====== Material provided ======

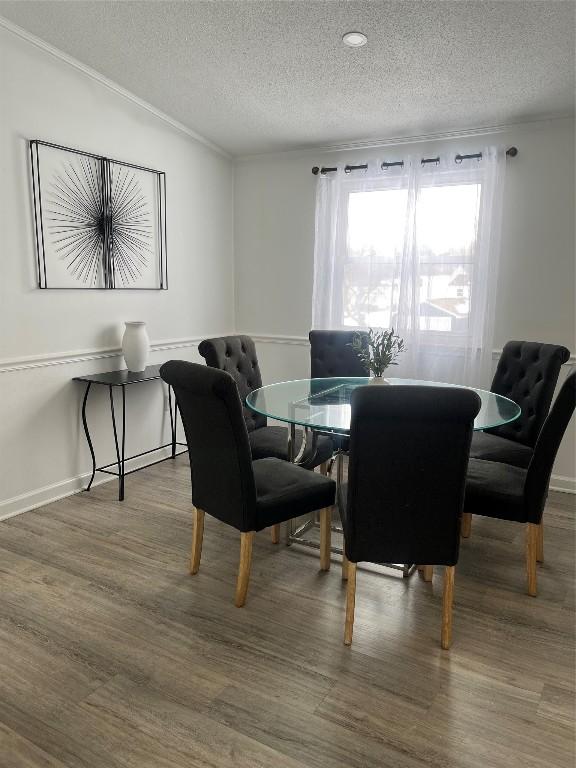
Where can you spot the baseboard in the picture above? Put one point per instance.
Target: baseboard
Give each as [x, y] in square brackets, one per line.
[563, 484]
[50, 493]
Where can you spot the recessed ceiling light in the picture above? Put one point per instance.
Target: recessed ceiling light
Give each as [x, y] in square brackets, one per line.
[354, 39]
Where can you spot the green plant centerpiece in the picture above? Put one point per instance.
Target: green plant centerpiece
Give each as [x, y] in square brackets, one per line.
[377, 350]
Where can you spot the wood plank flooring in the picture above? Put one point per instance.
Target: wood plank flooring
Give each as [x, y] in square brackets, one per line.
[112, 655]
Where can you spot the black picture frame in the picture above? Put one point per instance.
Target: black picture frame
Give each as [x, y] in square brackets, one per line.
[99, 223]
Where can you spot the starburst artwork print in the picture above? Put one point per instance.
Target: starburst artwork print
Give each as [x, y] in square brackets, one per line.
[99, 223]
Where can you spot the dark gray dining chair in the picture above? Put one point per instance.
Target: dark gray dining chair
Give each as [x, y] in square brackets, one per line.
[226, 483]
[403, 500]
[502, 491]
[332, 356]
[527, 373]
[237, 356]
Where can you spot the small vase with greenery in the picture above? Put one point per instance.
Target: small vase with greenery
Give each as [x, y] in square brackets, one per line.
[377, 350]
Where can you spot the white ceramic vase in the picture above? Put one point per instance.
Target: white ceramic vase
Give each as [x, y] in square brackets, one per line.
[378, 380]
[136, 345]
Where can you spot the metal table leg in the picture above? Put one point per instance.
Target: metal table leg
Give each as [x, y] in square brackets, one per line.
[87, 433]
[173, 418]
[119, 456]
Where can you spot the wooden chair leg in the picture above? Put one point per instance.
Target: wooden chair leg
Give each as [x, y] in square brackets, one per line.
[345, 563]
[325, 538]
[532, 536]
[447, 601]
[246, 540]
[275, 533]
[350, 604]
[197, 536]
[540, 549]
[427, 572]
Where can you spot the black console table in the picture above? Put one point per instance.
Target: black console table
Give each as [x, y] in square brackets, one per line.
[122, 379]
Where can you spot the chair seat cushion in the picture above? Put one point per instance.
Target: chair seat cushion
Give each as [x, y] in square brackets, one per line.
[493, 448]
[267, 442]
[494, 489]
[284, 491]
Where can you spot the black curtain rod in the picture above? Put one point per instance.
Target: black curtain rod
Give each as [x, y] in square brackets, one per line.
[510, 152]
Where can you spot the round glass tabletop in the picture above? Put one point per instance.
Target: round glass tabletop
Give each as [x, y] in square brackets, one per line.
[325, 403]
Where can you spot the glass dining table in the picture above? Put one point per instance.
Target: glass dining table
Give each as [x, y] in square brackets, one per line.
[322, 406]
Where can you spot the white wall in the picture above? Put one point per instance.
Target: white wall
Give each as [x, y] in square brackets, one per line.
[47, 337]
[274, 240]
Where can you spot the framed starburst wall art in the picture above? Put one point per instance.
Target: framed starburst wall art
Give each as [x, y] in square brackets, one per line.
[99, 223]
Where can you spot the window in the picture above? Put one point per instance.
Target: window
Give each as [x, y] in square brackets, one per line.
[446, 221]
[415, 248]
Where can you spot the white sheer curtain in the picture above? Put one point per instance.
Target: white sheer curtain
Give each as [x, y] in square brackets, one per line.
[415, 247]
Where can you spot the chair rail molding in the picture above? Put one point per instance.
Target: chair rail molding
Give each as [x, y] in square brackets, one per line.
[28, 362]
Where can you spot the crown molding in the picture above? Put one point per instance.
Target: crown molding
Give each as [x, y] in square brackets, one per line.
[110, 84]
[397, 141]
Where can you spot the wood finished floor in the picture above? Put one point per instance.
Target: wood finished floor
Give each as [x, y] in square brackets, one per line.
[112, 655]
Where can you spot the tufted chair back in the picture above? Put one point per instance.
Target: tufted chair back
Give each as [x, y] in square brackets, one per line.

======

**The request:**
Enter every line of the material above into a numbered list, skipping any blank lines and leaving the pictures out.

**The answer:**
1. Where can you spot the baseboard in the picture above? Put one point per instance.
2. Target: baseboard
3. Give each as [x, y] in square brackets, one per line.
4. [563, 484]
5. [50, 493]
6. Where can you spot the recessed ceiling light in the picture above? Put one point per instance.
7. Target: recessed ceiling light
8. Give each as [x, y] in square brackets, one per line.
9. [354, 39]
10. Where can you spot the green plant centerpiece in the picture above? Put one point per instance.
11. Target: green plant centerpiece
12. Give each as [x, y] in square brackets, one per line.
13. [377, 350]
14. Where can you spot the wood plank flooring in the picture above? Put one point per instance.
15. Target: wood plank flooring
16. Give each as [x, y] in square brackets, one per line.
17. [112, 655]
18. Where can you spot the black picture frame in the picture above? Put one point per instance.
19. Target: black picture frame
20. Give each as [x, y] in square brackets, one per line.
21. [99, 223]
22. Where can you spot the starburst artwork print in the picture above? Put one point per instance.
23. Target: starburst artwork print
24. Give each as [x, y] in square brackets, one per line.
25. [99, 223]
26. Where can you spot the dark gray dining chair in the picture above? Put one point per instance.
27. Target: dark gray dining chair
28. Give each as [x, y] in square brackets, one per line.
29. [226, 483]
30. [403, 500]
31. [502, 491]
32. [332, 356]
33. [527, 373]
34. [237, 356]
35. Where can you spot the small vase with greenery in the picture above? Put one point per instance.
36. Target: small vase with greenery
37. Give each as [x, y] in square brackets, one per line.
38. [377, 350]
39. Where can you spot the white ceramic vase in the picture above? Put one point per instance.
40. Target: white ceramic vase
41. Give each as [x, y] in square brackets, one per line.
42. [378, 380]
43. [136, 345]
44. Where can you spot the metal table leg in the picture above? Put one point per instance.
45. Target: metal table leg
46. Give each as [x, y] in square brackets, one per line.
47. [87, 433]
48. [173, 418]
49. [119, 456]
50. Where can you spot the wooden chair leg in the picture above? Put one point per instance.
51. Target: wooden chair leg
52. Give each as [x, y] in square brackets, one per line.
53. [345, 563]
54. [325, 538]
55. [532, 536]
56. [447, 601]
57. [246, 540]
58. [275, 533]
59. [350, 604]
60. [197, 536]
61. [540, 549]
62. [427, 572]
63. Where can you spot the black console table in the picture above? Put one point per instance.
64. Target: black console table
65. Give each as [x, y] in square brackets, one per line.
66. [122, 379]
67. Where can you spot the chair seat cushion in the picture above? Put one point per instance.
68. Target: chair seat cushion
69. Give each as [x, y] in square brackets, one per line.
70. [493, 448]
71. [267, 442]
72. [494, 489]
73. [284, 491]
74. Where can you spot the black curtain rod in the picture above? Put one point per instance.
75. Target: black curtain rod
76. Give each as [x, y] in square brackets, one per line.
77. [510, 152]
78. Where can you spot the round glass tabletop in the picture above? Put one point per instance.
79. Target: round glass tabletop
80. Give each as [x, y] in square brackets, one per line.
81. [325, 403]
82. Where can you spot the glass dining table in the picture above? Put one point per instance.
83. Target: glass dining table
84. Give each as [x, y] in square brackets, one per line.
85. [322, 406]
86. Where can you spot the white wall in the picture above? Put one point per instance.
87. Target: white wall
88. Give each as [x, y] in square brackets, one per line.
89. [47, 337]
90. [274, 240]
91. Where can you spot the framed starburst wall art in the picture above? Put one point per instance.
92. Target: framed starburst wall art
93. Give each as [x, y] in square brackets, one per line.
94. [99, 223]
95. Where can you spot the window in the picture above? Put one point per instance.
96. Target: window
97. Give each as [x, y] in square brackets, one per line.
98. [446, 221]
99. [415, 248]
100. Where can you spot the white sheer curtain in the picture above? Put one point per instance.
101. Target: white sheer curtain
102. Give each as [x, y] in square brackets, one per line.
103. [415, 247]
104. Where can you spot the chair rail molding in the picture above? Put one point per instance.
105. Target: chair rail molding
106. Give each as [x, y] in square brackets, one per line.
107. [28, 362]
108. Where can you spot the crown molding in the picture above? Put one point per instance.
109. Target: crown molding
110. Give each as [x, y] in square brackets, one per line.
111. [110, 84]
112. [397, 141]
113. Where can you spot the wood finished floor in the picture above? Put one point per instance.
114. Target: wood finished floor
115. Give each as [x, y] in square brackets, one per line.
116. [112, 655]
117. Where can you spot the tufted chair back in the picture above? Put one point per instance.
118. Target: tufted chair back
119. Give each as [x, y] in square brackets, one per line.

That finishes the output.